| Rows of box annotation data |
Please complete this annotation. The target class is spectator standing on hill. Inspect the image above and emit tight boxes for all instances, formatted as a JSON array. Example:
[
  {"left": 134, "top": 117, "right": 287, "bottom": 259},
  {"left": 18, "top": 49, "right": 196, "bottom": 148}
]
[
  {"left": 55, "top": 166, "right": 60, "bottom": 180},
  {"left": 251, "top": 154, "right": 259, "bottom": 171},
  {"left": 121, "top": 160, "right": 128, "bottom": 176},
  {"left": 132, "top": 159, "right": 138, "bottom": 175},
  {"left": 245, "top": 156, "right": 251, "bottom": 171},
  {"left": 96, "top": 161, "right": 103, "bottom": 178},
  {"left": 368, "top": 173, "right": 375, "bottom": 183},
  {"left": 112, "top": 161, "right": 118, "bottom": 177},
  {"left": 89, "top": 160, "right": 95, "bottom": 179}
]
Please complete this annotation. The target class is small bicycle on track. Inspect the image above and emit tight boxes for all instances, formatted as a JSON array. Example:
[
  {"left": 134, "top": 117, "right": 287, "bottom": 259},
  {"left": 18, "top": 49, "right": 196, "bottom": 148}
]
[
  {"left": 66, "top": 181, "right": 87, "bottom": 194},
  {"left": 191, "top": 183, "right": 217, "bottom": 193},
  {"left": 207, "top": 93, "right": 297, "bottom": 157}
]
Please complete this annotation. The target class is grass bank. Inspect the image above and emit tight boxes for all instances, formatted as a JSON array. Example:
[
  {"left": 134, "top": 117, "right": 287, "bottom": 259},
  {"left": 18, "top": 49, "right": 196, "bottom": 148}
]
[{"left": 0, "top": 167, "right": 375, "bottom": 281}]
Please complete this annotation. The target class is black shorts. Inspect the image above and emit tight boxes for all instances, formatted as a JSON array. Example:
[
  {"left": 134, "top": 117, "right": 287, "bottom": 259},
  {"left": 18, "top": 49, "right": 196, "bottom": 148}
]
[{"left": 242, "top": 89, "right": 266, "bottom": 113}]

| Aim |
Edit the entries above so that each "emit" becomes "output", and leave every other character unchanged.

| Task answer |
Please complete this annotation. The target class is spectator standing on hill. Inspect the image above and output tight boxes for all instances, formatted as a JSON array. Example:
[
  {"left": 134, "top": 117, "right": 287, "bottom": 259},
  {"left": 18, "top": 49, "right": 196, "bottom": 148}
]
[
  {"left": 55, "top": 166, "right": 60, "bottom": 180},
  {"left": 251, "top": 154, "right": 259, "bottom": 171},
  {"left": 121, "top": 160, "right": 128, "bottom": 176},
  {"left": 132, "top": 159, "right": 138, "bottom": 175},
  {"left": 245, "top": 156, "right": 251, "bottom": 171},
  {"left": 96, "top": 161, "right": 103, "bottom": 178},
  {"left": 368, "top": 173, "right": 375, "bottom": 183},
  {"left": 112, "top": 161, "right": 118, "bottom": 177},
  {"left": 89, "top": 160, "right": 95, "bottom": 179}
]
Please complete this annotation. The target class is small bicycle on track. Inspect the image above and output tight boxes for all instances, formatted as a JSON array. Example:
[
  {"left": 134, "top": 117, "right": 287, "bottom": 259},
  {"left": 18, "top": 49, "right": 196, "bottom": 148}
]
[
  {"left": 66, "top": 181, "right": 87, "bottom": 194},
  {"left": 191, "top": 183, "right": 217, "bottom": 193},
  {"left": 207, "top": 93, "right": 297, "bottom": 157}
]
Please complete this annotation. The target class is grass bank. Inspect the image above and output tight boxes for all instances, formatted as a JSON array. Example:
[
  {"left": 134, "top": 117, "right": 287, "bottom": 259},
  {"left": 18, "top": 49, "right": 196, "bottom": 148}
]
[{"left": 0, "top": 167, "right": 375, "bottom": 281}]
Please complete this annotation. The target class is black shorts. Inspect the image above and output tight boxes for all instances, formatted as a JSON array. Example:
[
  {"left": 134, "top": 117, "right": 287, "bottom": 259},
  {"left": 18, "top": 49, "right": 196, "bottom": 148}
]
[{"left": 242, "top": 89, "right": 266, "bottom": 113}]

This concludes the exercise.